INSTRUCTIONS FOR THE TASK: If a line in the listing carries the word "moth", return a copy of that line.

SOURCE MATERIAL:
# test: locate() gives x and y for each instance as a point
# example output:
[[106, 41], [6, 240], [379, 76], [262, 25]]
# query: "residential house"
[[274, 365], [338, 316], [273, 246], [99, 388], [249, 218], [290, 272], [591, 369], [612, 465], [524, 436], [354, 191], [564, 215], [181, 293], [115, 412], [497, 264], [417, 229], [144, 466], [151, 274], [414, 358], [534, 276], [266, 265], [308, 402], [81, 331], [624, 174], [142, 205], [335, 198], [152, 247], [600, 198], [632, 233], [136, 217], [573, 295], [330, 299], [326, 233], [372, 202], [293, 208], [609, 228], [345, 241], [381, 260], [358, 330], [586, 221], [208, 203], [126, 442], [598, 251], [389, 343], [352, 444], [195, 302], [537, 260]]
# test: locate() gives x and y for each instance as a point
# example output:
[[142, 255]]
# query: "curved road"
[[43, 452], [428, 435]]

==

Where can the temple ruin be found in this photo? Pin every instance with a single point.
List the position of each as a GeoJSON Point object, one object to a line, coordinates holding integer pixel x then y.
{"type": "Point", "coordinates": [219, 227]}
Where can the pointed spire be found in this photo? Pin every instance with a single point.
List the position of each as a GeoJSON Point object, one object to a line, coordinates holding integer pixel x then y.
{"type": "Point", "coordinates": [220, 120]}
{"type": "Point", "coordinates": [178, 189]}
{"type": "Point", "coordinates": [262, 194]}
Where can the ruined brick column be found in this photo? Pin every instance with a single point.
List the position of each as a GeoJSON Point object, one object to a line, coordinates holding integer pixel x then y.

---

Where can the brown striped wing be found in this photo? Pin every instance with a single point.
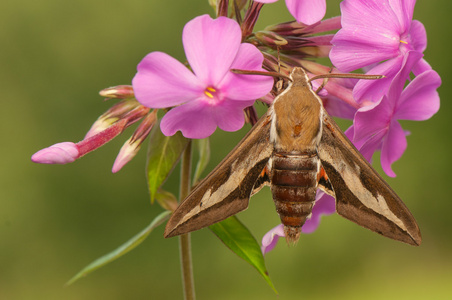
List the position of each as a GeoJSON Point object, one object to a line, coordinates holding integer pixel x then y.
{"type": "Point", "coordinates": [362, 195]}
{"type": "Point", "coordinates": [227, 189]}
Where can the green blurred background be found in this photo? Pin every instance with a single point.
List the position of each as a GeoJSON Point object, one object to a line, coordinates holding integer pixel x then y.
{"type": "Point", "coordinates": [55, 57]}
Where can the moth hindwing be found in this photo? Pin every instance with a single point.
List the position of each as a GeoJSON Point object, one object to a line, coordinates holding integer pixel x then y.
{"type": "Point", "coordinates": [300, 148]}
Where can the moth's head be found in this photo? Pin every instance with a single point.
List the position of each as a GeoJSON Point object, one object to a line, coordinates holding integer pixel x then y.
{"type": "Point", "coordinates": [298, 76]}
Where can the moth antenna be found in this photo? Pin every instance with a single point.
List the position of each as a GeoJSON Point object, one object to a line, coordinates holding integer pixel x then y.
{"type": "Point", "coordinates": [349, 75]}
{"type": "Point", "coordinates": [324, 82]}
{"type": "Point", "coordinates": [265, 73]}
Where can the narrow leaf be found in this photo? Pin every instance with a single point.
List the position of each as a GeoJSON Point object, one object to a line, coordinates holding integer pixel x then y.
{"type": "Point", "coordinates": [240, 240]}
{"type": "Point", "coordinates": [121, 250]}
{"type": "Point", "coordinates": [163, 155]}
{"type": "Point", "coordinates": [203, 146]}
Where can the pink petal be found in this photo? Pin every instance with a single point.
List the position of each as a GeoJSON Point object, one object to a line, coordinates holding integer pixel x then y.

RESPONSE BELOW:
Where can the moth hindwing be found in this photo? Pin every instance with a single point.
Where can the moth's head be found in this photo? Pin every instance with a single point.
Where can the moth antenna be found in this photo? Pin every instance with a single point.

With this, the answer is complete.